> SOURCE EXCERPT:
[rescue] Looking for Ultrix 4 for DECstation

Carl R. Friend crfriend at rcn.com
Fri Jul 22 18:30:31 CDT 2011

    On Fri, 22 Jul 2011, Ian Finder wrote:

> I devote my time and money to this because I think this stuff should
> be accessible once people hopefully "get it."

    Time and money are actually fairly easy on the folks who collect
microcomputer gear; the stuff I'm interested in is about the size
of a commercial freezer -- and then there are the "big systems"
(like the DECsystem 1090 at RCS/RI) that all-up in running order
take up a couple hundred square feet and tens of kilowatts of power.

> In 100 years, nothing would pleasure me more than if these machines
> could be preserved in such a way that they are dynamic and
> interactive, instead of sitting with a blank screen as a "mummified"
> inoperable corpse.

> PROBLEMS AND TASKS:
[1] Return the passage of the mailing-list post about Ultrix 4 starting at "On Fri, 22 Jul" and ending at "kilowatts of power.".
[2] Translate this sentence from the mailing-list post about Ultrix 4 into Spanish: "In 100 years, nothing would pleasure me more than if these machines could be preserved in such a way that they are dynamic and interactive, instead of sitting with a blank screen as a 'mummified' inoperable corpse."
[3] Extend the mailing-list post about Ultrix 4 from where it stops.

> DATASET SECTION:

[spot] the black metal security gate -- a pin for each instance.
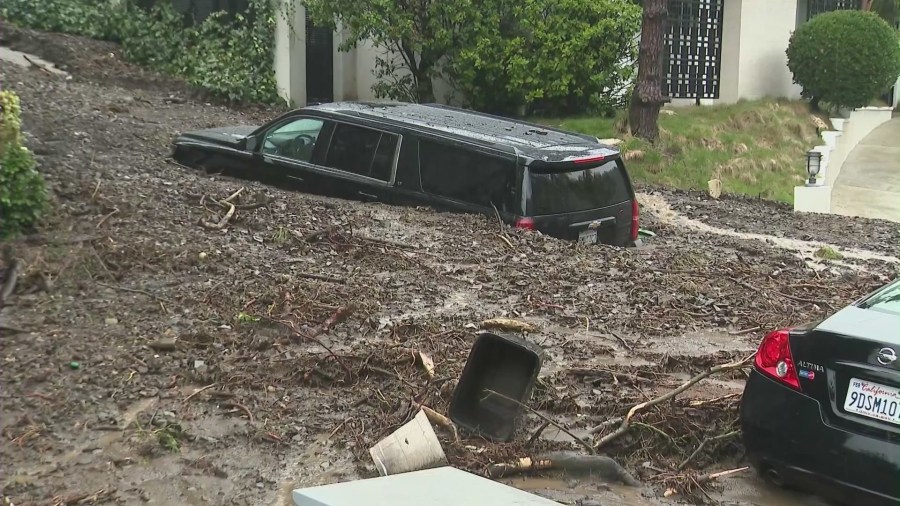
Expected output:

> REPLIES:
[1]
On Fri, 22 Jul 2011, Ian Finder wrote:

> I devote my time and money to this because I think this stuff should
> be accessible once people hopefully "get it."

    Time and money are actually fairly easy on the folks who collect
microcomputer gear; the stuff I'm interested in is about the size
of a commercial freezer -- and then there are the "big systems"
(like the DECsystem 1090 at RCS/RI) that all-up in running order
take up a couple hundred square feet and tens of kilowatts of power.

[2] Dentro de 100 años, nada me complacería más que estas máquinas pudieran conservarse de tal manera que fueran dinámicas e interactivas, en lugar de quedarse con la pantalla en blanco como un cadáver «momificado» e inoperable.

[3]
    I rather suspect that in 100 years' time none of the technology
we currently regard as "high" will be comprehensible to the layman;
either things will have moved on to such an extent that the dis-
connect between then and now will be an unfathomable chasm or things
will have reverted to subsistence agriculture and render the tech we
now strive to preserve as "magic".  The pendulum can swing either way,
and I am starting to see indications that it may go towards the latter
rather than the former.

> I mean how neat would it be to be able to use the machine from inside
> its display case.

    This would be "insanely cool" for a very few individuals -- mostly
in academia as historians of tecnological development.  It may come
to pass that there might be at some point, "retrocomputerists" that
may occupy the same niche as steam-power fans of today, but I am not
terribly optimistic that there is "mass-market" appeal here.  I really
think it will remain a rather "geeky" (in the best sense) pursuit.

> Some day, I hope to put more time and my HDL skills into more
> future-proof and accessible ways to keep these systems running-- disk
> emulators, replacing all the caps with tantalum ones, and perhaps some
> sort of imaging and remote access system.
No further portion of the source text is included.